(Location identification items)
— Start —

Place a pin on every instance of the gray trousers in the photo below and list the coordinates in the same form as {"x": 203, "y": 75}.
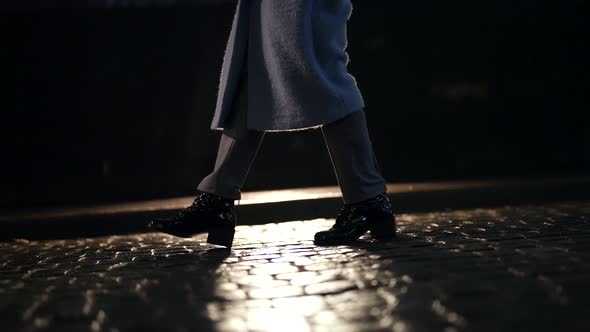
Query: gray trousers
{"x": 348, "y": 143}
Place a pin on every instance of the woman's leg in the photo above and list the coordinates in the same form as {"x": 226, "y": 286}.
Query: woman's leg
{"x": 237, "y": 150}
{"x": 352, "y": 156}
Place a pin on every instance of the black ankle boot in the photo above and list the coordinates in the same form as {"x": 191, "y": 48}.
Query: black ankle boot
{"x": 374, "y": 215}
{"x": 208, "y": 213}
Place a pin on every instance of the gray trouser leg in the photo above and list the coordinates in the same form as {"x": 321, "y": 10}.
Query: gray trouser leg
{"x": 238, "y": 147}
{"x": 352, "y": 156}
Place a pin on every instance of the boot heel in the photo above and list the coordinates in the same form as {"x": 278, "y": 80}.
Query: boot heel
{"x": 384, "y": 229}
{"x": 221, "y": 236}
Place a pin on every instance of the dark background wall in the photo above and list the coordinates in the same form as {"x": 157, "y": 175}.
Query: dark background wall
{"x": 113, "y": 100}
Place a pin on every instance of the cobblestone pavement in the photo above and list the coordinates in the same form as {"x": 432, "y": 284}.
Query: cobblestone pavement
{"x": 507, "y": 269}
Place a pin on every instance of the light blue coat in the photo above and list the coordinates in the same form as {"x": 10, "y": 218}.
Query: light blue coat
{"x": 297, "y": 76}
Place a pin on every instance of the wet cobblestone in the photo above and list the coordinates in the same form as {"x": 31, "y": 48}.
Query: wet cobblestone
{"x": 506, "y": 269}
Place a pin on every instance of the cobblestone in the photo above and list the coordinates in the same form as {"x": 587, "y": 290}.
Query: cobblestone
{"x": 504, "y": 269}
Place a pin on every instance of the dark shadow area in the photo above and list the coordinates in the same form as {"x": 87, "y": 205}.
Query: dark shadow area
{"x": 114, "y": 102}
{"x": 142, "y": 285}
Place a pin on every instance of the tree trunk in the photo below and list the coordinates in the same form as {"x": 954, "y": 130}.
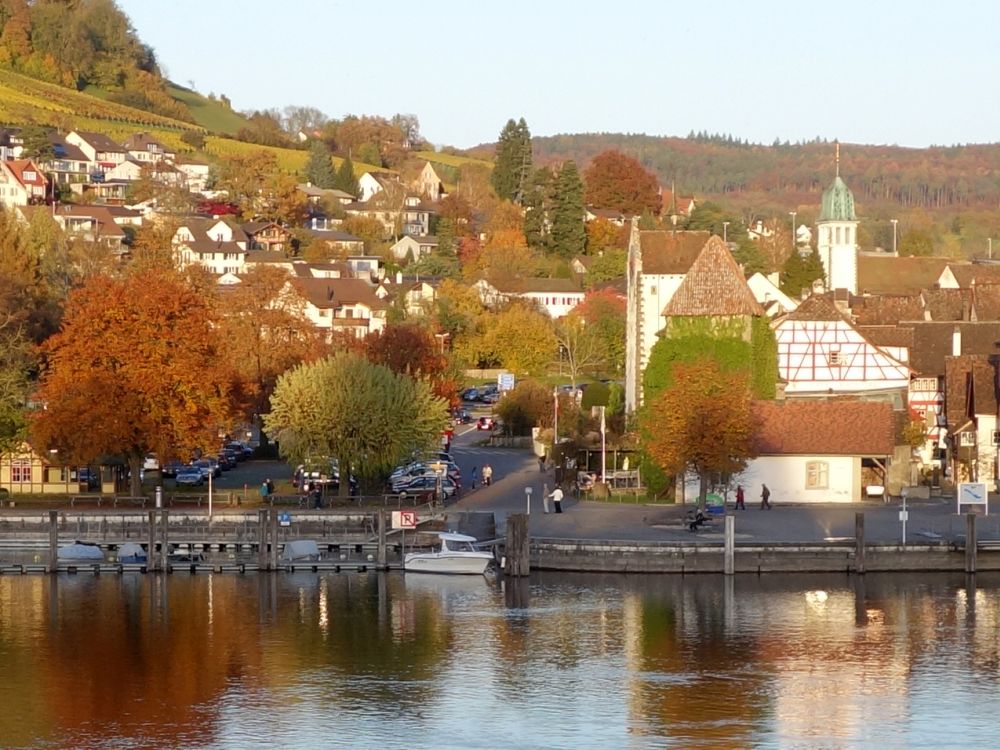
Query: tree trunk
{"x": 135, "y": 477}
{"x": 704, "y": 478}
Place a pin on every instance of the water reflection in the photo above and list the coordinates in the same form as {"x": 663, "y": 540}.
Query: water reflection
{"x": 315, "y": 660}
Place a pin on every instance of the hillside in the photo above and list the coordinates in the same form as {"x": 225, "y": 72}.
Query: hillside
{"x": 955, "y": 177}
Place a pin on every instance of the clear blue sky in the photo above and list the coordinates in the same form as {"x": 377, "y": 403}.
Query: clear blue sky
{"x": 909, "y": 72}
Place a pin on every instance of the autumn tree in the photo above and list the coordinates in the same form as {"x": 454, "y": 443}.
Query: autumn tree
{"x": 619, "y": 182}
{"x": 262, "y": 321}
{"x": 319, "y": 167}
{"x": 512, "y": 165}
{"x": 701, "y": 423}
{"x": 411, "y": 349}
{"x": 569, "y": 237}
{"x": 363, "y": 414}
{"x": 136, "y": 368}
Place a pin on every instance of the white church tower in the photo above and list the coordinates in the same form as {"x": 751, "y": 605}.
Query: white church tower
{"x": 838, "y": 235}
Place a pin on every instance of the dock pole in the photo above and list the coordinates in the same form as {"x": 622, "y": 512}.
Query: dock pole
{"x": 859, "y": 542}
{"x": 517, "y": 546}
{"x": 53, "y": 541}
{"x": 970, "y": 543}
{"x": 381, "y": 559}
{"x": 730, "y": 550}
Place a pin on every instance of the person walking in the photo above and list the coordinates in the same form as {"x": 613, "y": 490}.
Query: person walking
{"x": 556, "y": 498}
{"x": 765, "y": 498}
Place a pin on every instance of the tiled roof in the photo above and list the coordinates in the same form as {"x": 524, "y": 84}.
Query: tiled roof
{"x": 887, "y": 309}
{"x": 892, "y": 275}
{"x": 817, "y": 307}
{"x": 932, "y": 342}
{"x": 714, "y": 285}
{"x": 824, "y": 428}
{"x": 986, "y": 301}
{"x": 970, "y": 388}
{"x": 331, "y": 293}
{"x": 669, "y": 252}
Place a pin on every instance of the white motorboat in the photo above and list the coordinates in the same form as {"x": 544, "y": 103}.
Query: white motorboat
{"x": 456, "y": 553}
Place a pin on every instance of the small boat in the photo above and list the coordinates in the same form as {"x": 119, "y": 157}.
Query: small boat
{"x": 456, "y": 553}
{"x": 131, "y": 553}
{"x": 300, "y": 549}
{"x": 81, "y": 551}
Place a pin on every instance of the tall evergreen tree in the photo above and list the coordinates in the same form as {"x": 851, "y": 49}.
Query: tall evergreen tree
{"x": 319, "y": 167}
{"x": 537, "y": 204}
{"x": 346, "y": 180}
{"x": 512, "y": 166}
{"x": 569, "y": 235}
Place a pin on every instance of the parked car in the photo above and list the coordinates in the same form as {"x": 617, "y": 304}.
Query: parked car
{"x": 191, "y": 476}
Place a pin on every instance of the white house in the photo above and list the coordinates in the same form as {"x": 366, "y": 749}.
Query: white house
{"x": 821, "y": 353}
{"x": 820, "y": 451}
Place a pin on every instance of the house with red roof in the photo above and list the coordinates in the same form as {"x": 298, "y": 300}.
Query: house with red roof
{"x": 821, "y": 451}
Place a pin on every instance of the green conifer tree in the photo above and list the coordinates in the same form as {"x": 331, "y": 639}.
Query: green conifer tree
{"x": 319, "y": 167}
{"x": 569, "y": 235}
{"x": 346, "y": 180}
{"x": 512, "y": 165}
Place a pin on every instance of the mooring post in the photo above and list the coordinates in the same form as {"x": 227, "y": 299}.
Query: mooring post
{"x": 970, "y": 543}
{"x": 859, "y": 542}
{"x": 273, "y": 558}
{"x": 517, "y": 546}
{"x": 262, "y": 516}
{"x": 164, "y": 523}
{"x": 53, "y": 541}
{"x": 381, "y": 557}
{"x": 730, "y": 552}
{"x": 151, "y": 550}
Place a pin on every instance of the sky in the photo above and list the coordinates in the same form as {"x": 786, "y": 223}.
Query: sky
{"x": 905, "y": 72}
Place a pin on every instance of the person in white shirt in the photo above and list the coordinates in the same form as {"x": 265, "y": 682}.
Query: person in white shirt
{"x": 556, "y": 496}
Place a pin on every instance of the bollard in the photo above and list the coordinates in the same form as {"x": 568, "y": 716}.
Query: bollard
{"x": 381, "y": 559}
{"x": 53, "y": 541}
{"x": 970, "y": 543}
{"x": 859, "y": 542}
{"x": 151, "y": 549}
{"x": 517, "y": 546}
{"x": 730, "y": 551}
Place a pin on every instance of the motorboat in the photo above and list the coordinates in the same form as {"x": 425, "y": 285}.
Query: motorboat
{"x": 300, "y": 549}
{"x": 131, "y": 553}
{"x": 80, "y": 551}
{"x": 454, "y": 553}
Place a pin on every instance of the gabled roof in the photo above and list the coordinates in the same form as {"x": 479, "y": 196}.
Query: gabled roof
{"x": 668, "y": 252}
{"x": 892, "y": 275}
{"x": 932, "y": 343}
{"x": 332, "y": 293}
{"x": 972, "y": 274}
{"x": 714, "y": 285}
{"x": 817, "y": 307}
{"x": 824, "y": 428}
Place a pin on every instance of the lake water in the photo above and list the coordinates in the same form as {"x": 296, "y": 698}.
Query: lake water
{"x": 558, "y": 661}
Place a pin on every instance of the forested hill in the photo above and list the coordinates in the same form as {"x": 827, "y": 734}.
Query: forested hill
{"x": 952, "y": 177}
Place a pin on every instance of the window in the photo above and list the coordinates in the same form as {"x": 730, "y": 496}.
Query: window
{"x": 20, "y": 470}
{"x": 817, "y": 475}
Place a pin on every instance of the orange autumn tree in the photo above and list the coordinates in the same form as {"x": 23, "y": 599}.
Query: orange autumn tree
{"x": 135, "y": 369}
{"x": 700, "y": 422}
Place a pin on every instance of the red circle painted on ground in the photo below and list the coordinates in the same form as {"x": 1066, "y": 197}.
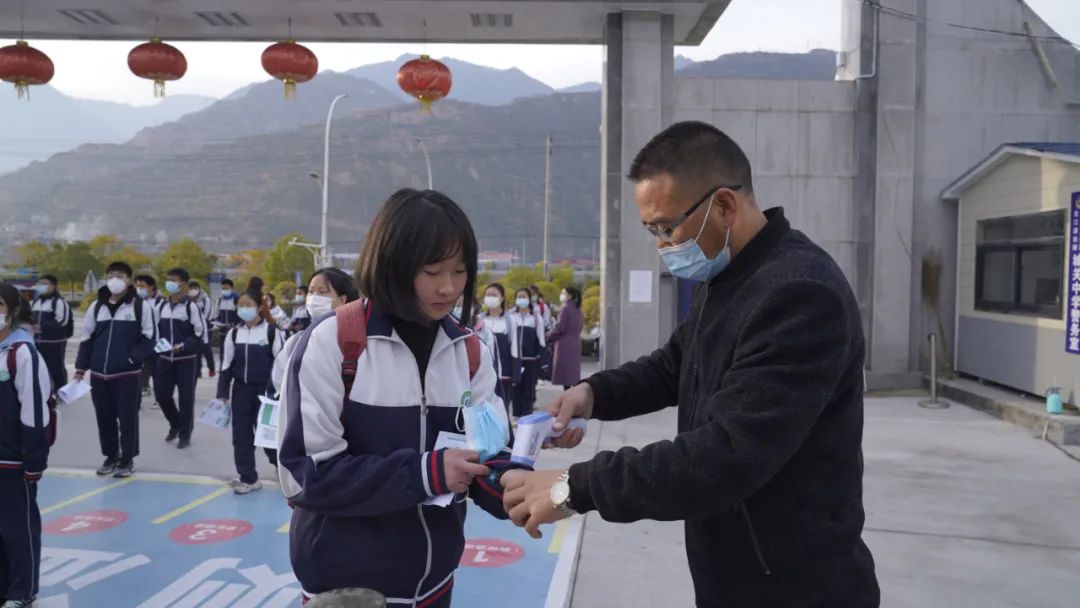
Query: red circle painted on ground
{"x": 84, "y": 523}
{"x": 490, "y": 553}
{"x": 208, "y": 531}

— End —

What you have to do => Write out the stretch of rows from the one containing "Place a pin on every instance of the lake" through the end of the rows, requests included, and increase every coordinate in the answers by 75 while leaving the coordinates in the requests unchanged. Omit the pictures.

Result =>
Place a pin on every instance of the lake water in the photo above and list the coordinates in the same form as {"x": 296, "y": 698}.
Query: lake water
{"x": 633, "y": 736}
Place a pin on every instance of the forested hill in the photo above and list the coordinates in the same form as {"x": 827, "y": 734}.
Query: forested hill
{"x": 1027, "y": 252}
Place a pin on every instance of the window in the photo above and list the coordinates in the same form as {"x": 730, "y": 496}.
Query: window
{"x": 95, "y": 545}
{"x": 892, "y": 550}
Place a pin on every instance of the orange autumn tree in the photo above and list the coordinates in the same form as {"x": 23, "y": 599}.
Query: orange autumn tree
{"x": 210, "y": 444}
{"x": 775, "y": 497}
Place a pin on every instance of the red circle painted on ground in the photo below and list the coordinates in the same form as {"x": 1066, "y": 197}.
Query: red circle painted on ground
{"x": 159, "y": 598}
{"x": 565, "y": 628}
{"x": 283, "y": 606}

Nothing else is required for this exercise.